Page text:
# # # # # # #

Pikiteora Maude Emily Gertrude Edith "Pixie" Williams (married name Costello; 12 July 1928 – 2 August 2013) was a New Zealand singer best known for the song "Blue Smoke", recorded in 1949. In 2019, she was inducted into the New Zealand Music Hall of Fame.

==Early life and family==
Williams was born in 1928 at Mohaka in the Hawke's Bay region. Of Māori descent, she was affiliated to the Ngāti Kahungunu iwi. She was raised by her grandparents until she was 12 years old, when her grandmother died. She then lived with her uncle, and then, from the age of 14, her mother. When she was 17, Williams moved to Wellington, finding work in a factory and living at the YWCA hostel on Oriental Parade.

=="Blue Smoke"==

"Blue Smoke" was the first single to be locally recorded and manufactured in New Zealand, backed by the song "Señorita", and was also the first release on the local TANZA label. The A-side was written by Ruru Karaitiana whilst he was on board a troop ship during World War II, and was recorded in September and October 1948 for release in February the following year by the Ruru Karaitiana Quintette (sic) with Williams on vocals. It was number one on the New Zealand charts for six weeks and sold around 50,000 copies.

A self-taught singer, Williams was recommended to Karaitiana by his fiancée Joan, who had sung with her whilst staying at YWCA hostel in Wellington. She was to go on to sing on several more recordings during 1949 and 1950: "Bellbird Serenade" (backed by Jimmy Carter's Hawaiians), "Maori Rhythm" (backed by Alan Shand's Orchestra), and "Saddle Hill", as part of Ruru Karaitiana's Quavertones. The Quavertones were credited with "Let's Talk it Over" and "Windy City".

# # # # # # #

(Saved entries)
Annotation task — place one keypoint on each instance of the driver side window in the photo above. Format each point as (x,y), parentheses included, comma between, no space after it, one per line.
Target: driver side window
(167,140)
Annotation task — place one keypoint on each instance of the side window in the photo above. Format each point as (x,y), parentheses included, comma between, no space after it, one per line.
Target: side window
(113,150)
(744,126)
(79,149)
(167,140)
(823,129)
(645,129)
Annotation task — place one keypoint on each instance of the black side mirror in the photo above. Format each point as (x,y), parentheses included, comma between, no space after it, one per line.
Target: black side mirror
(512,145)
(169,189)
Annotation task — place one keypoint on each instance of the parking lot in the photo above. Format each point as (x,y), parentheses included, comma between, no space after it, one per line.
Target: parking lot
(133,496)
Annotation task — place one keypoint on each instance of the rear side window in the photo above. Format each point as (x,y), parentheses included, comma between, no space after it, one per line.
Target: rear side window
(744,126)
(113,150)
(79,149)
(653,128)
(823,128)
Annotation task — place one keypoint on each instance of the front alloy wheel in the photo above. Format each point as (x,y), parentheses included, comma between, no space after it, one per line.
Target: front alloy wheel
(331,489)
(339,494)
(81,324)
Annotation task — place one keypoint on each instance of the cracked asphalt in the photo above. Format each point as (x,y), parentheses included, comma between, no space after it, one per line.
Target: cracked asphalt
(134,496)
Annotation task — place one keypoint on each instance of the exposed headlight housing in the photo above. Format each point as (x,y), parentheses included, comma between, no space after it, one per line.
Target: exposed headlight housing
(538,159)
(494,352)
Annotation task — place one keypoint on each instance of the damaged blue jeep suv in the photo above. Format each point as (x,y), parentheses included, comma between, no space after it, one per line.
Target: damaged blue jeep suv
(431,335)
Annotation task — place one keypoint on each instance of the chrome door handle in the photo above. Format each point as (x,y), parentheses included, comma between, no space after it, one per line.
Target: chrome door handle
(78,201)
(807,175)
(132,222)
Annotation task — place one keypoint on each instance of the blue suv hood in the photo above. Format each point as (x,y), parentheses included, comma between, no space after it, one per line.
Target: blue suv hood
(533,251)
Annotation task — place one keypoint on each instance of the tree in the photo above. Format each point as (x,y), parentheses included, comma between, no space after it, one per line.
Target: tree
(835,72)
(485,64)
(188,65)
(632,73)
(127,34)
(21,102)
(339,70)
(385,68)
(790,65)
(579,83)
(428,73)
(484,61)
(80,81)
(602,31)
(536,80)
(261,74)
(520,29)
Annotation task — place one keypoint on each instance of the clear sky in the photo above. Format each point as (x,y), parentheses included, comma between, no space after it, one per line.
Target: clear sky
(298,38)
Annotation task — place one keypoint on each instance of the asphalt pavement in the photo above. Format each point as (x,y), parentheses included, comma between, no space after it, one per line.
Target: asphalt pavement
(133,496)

# # # # # # #

Tasks for this exercise:
(1) Echo the passage of the Pixie Williams text between "Pikiteora Maude Emily" and "on Oriental Parade.", inclusive.
(2) From the Pixie Williams text, list every song title that appears in quotation marks.
(3) Answer these questions using the Pixie Williams text:
(a) Where was Williams born?
(b) For how many weeks was "Blue Smoke" number one on the New Zealand charts?
(c) Who recommended Williams to Karaitiana?

Answers to the exercises:
(1)
Pikiteora Maude Emily Gertrude Edith "Pixie" Williams (married name Costello; 12 July 1928 – 2 August 2013) was a New Zealand singer best known for the song "Blue Smoke", recorded in 1949. In 2019, she was inducted into the New Zealand Music Hall of Fame.

==Early life and family==
Williams was born in 1928 at Mohaka in the Hawke's Bay region. Of Māori descent, she was affiliated to the Ngāti Kahungunu iwi. She was raised by her grandparents until she was 12 years old, when her grandmother died. She then lived with her uncle, and then, from the age of 14, her mother. When she was 17, Williams moved to Wellington, finding work in a factory and living at the YWCA hostel on Oriental Parade.

(2)
"Blue Smoke"
"Señorita"
"Bellbird Serenade"
"Maori Rhythm"
"Saddle Hill"
"Let's Talk it Over"
"Windy City"

(3)
(a) Mohaka, in the Hawke's Bay region
(b) Six weeks
(c) His fiancée Joan